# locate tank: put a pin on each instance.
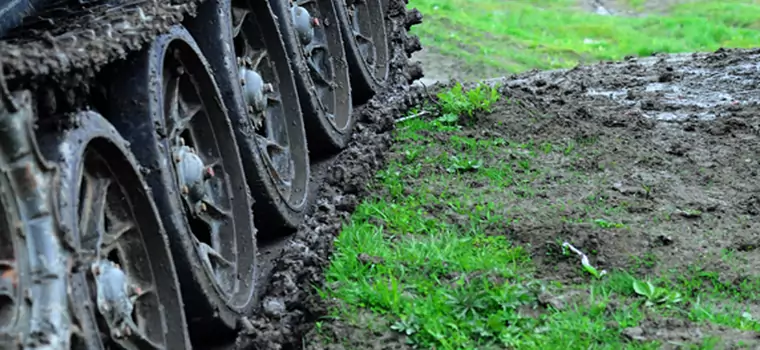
(150, 150)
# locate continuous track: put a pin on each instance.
(142, 140)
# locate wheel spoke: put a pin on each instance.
(92, 220)
(117, 230)
(238, 18)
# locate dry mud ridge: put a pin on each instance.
(675, 144)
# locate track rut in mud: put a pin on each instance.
(685, 126)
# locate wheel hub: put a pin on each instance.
(116, 297)
(192, 174)
(304, 24)
(254, 89)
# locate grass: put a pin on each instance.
(429, 257)
(422, 255)
(519, 35)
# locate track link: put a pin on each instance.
(89, 38)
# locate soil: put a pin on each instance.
(675, 144)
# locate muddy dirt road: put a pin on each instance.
(672, 142)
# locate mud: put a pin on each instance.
(675, 145)
(672, 142)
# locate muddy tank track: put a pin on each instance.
(87, 39)
(60, 57)
(289, 303)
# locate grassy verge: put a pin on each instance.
(430, 256)
(518, 35)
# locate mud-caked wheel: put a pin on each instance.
(33, 263)
(167, 105)
(125, 293)
(363, 26)
(243, 41)
(314, 43)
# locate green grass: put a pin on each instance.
(422, 255)
(524, 34)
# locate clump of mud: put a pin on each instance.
(674, 140)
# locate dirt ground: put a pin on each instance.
(673, 144)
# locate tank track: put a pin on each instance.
(58, 56)
(87, 39)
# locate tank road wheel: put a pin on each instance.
(33, 266)
(180, 132)
(313, 40)
(362, 23)
(133, 299)
(264, 106)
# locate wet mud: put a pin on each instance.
(671, 142)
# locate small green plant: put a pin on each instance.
(607, 224)
(655, 295)
(458, 102)
(464, 164)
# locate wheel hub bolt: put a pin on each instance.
(254, 89)
(209, 173)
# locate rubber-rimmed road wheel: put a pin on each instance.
(33, 263)
(362, 23)
(167, 105)
(243, 41)
(133, 299)
(315, 46)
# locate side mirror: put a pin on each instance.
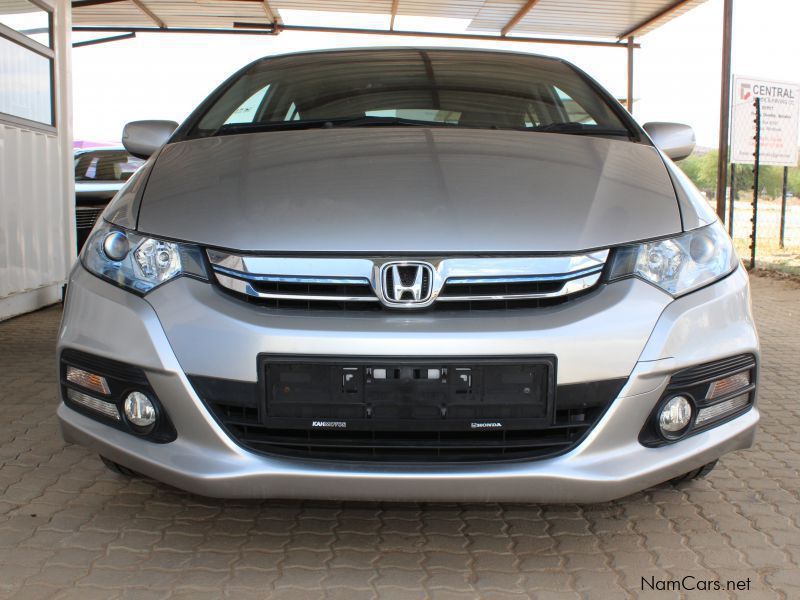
(676, 140)
(143, 138)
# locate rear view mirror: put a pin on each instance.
(143, 138)
(674, 139)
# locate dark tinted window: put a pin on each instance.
(437, 87)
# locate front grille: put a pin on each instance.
(85, 218)
(240, 409)
(447, 284)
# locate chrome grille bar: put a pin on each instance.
(545, 277)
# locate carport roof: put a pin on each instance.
(513, 18)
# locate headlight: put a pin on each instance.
(681, 264)
(136, 262)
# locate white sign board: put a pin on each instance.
(780, 117)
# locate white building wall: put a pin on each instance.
(37, 238)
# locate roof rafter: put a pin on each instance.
(141, 6)
(271, 13)
(520, 14)
(649, 22)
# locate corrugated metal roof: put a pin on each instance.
(585, 18)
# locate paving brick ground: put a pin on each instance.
(71, 529)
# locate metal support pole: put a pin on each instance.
(756, 165)
(783, 203)
(732, 203)
(724, 107)
(630, 75)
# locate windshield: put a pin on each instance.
(106, 165)
(443, 88)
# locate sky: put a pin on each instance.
(677, 70)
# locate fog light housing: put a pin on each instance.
(675, 417)
(102, 407)
(140, 410)
(87, 380)
(722, 410)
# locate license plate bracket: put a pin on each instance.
(390, 393)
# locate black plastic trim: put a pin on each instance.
(694, 383)
(122, 379)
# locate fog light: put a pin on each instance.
(87, 380)
(139, 410)
(674, 417)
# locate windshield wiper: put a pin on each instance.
(361, 121)
(581, 129)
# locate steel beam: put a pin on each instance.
(268, 10)
(650, 21)
(141, 6)
(395, 4)
(724, 107)
(629, 100)
(113, 38)
(403, 33)
(100, 28)
(518, 16)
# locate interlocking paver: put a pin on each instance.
(71, 529)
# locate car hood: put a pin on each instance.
(409, 190)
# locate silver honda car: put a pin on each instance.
(409, 274)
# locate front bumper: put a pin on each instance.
(169, 339)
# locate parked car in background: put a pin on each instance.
(99, 174)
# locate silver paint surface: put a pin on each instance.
(409, 191)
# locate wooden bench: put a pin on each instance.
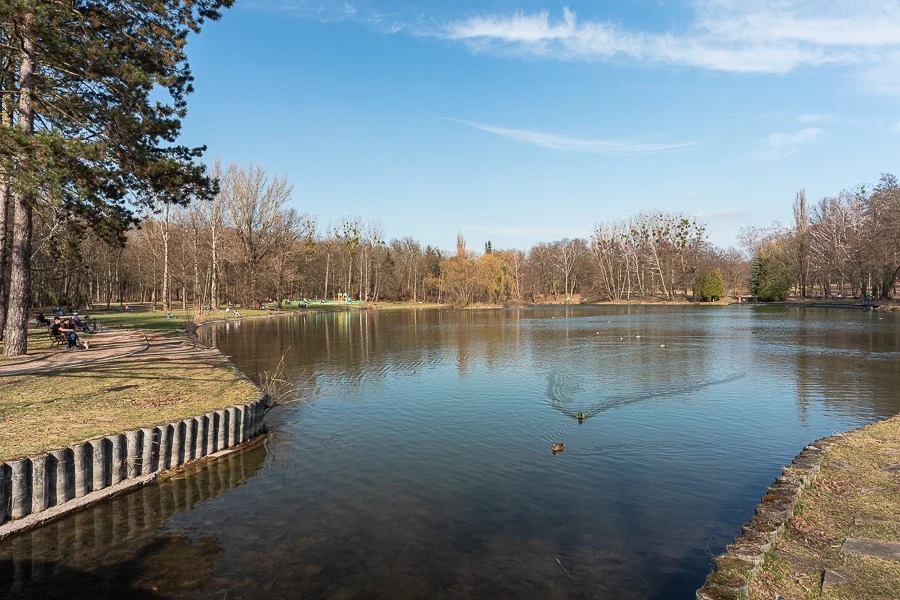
(57, 340)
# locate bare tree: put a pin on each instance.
(254, 202)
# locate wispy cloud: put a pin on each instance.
(737, 36)
(812, 118)
(570, 144)
(764, 36)
(780, 145)
(723, 213)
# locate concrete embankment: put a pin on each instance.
(827, 527)
(39, 488)
(736, 567)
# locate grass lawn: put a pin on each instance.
(171, 380)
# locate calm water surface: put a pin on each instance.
(420, 467)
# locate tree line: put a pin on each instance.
(92, 93)
(100, 203)
(844, 245)
(248, 245)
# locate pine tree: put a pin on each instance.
(85, 135)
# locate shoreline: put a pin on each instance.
(804, 520)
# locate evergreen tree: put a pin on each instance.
(709, 287)
(84, 134)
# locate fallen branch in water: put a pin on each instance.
(572, 578)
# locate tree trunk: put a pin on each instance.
(327, 268)
(167, 291)
(16, 331)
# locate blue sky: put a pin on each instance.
(525, 121)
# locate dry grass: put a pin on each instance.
(171, 380)
(853, 484)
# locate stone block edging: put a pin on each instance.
(39, 488)
(736, 567)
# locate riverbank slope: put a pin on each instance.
(141, 370)
(843, 540)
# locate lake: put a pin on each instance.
(418, 463)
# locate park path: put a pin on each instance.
(108, 345)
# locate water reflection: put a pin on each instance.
(127, 547)
(424, 469)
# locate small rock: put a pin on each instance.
(876, 548)
(831, 579)
(866, 521)
(839, 464)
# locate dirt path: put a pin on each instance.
(108, 345)
(127, 378)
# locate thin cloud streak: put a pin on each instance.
(861, 37)
(569, 144)
(780, 145)
(768, 36)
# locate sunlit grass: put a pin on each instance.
(853, 484)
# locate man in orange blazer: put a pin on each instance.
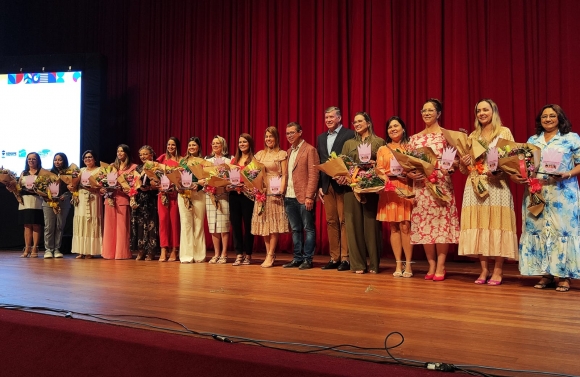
(300, 197)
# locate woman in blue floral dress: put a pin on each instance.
(550, 242)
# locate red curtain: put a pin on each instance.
(199, 68)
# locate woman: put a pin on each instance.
(363, 231)
(87, 238)
(218, 219)
(192, 213)
(144, 220)
(392, 208)
(488, 224)
(434, 223)
(273, 220)
(54, 223)
(550, 242)
(167, 207)
(241, 207)
(30, 210)
(118, 217)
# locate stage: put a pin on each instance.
(511, 326)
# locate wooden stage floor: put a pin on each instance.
(510, 326)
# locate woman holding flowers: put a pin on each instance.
(168, 208)
(217, 208)
(87, 236)
(363, 230)
(192, 210)
(393, 208)
(241, 207)
(488, 220)
(117, 227)
(54, 222)
(434, 222)
(144, 220)
(273, 219)
(550, 242)
(30, 209)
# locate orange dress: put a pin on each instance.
(392, 207)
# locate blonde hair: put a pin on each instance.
(495, 120)
(224, 146)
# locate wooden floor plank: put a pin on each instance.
(511, 326)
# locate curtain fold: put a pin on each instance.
(200, 68)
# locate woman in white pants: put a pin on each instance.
(192, 211)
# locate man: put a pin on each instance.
(300, 196)
(331, 194)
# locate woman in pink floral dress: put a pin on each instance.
(434, 223)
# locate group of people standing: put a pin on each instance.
(549, 245)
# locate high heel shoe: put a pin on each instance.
(25, 252)
(439, 278)
(34, 252)
(269, 261)
(163, 256)
(174, 255)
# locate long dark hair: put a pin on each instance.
(38, 162)
(127, 150)
(564, 125)
(251, 152)
(197, 141)
(177, 148)
(405, 138)
(64, 163)
(92, 153)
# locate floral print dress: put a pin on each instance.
(550, 243)
(432, 220)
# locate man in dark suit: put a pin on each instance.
(299, 201)
(331, 194)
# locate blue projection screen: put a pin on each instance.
(39, 112)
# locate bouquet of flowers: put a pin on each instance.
(523, 159)
(130, 183)
(71, 176)
(217, 175)
(8, 178)
(185, 184)
(337, 165)
(423, 159)
(253, 176)
(196, 166)
(47, 186)
(107, 178)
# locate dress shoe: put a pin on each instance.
(292, 264)
(344, 266)
(331, 265)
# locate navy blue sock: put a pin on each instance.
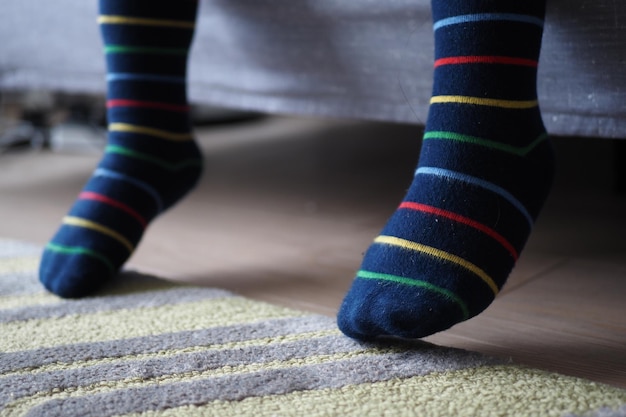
(151, 158)
(485, 169)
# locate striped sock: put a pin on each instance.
(485, 169)
(151, 158)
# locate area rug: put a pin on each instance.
(147, 347)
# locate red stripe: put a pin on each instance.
(464, 220)
(146, 104)
(87, 195)
(457, 60)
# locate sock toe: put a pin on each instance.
(374, 309)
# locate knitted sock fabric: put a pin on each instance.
(485, 169)
(151, 159)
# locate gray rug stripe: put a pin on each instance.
(17, 386)
(173, 296)
(358, 370)
(16, 249)
(22, 283)
(69, 354)
(603, 412)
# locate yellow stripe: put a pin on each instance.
(77, 221)
(163, 134)
(18, 265)
(112, 325)
(492, 102)
(437, 253)
(483, 391)
(23, 405)
(126, 20)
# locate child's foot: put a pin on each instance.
(151, 159)
(485, 169)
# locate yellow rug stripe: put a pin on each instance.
(489, 391)
(437, 253)
(266, 341)
(23, 405)
(126, 20)
(112, 325)
(88, 224)
(18, 265)
(163, 134)
(480, 101)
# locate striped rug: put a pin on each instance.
(145, 347)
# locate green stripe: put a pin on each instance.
(417, 283)
(78, 250)
(486, 142)
(120, 150)
(121, 49)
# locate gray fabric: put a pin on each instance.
(37, 358)
(358, 58)
(356, 370)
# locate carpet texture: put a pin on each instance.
(146, 347)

Task brief — Your answer should be the lines from the one that contains "# locate gray fabric: put" through the last line of the material, copied exactly.

Exercise solution —
# locate gray fabric: put a pin on each instance.
(37, 358)
(358, 58)
(356, 370)
# locate carpet texture: put a pin on each instance.
(146, 347)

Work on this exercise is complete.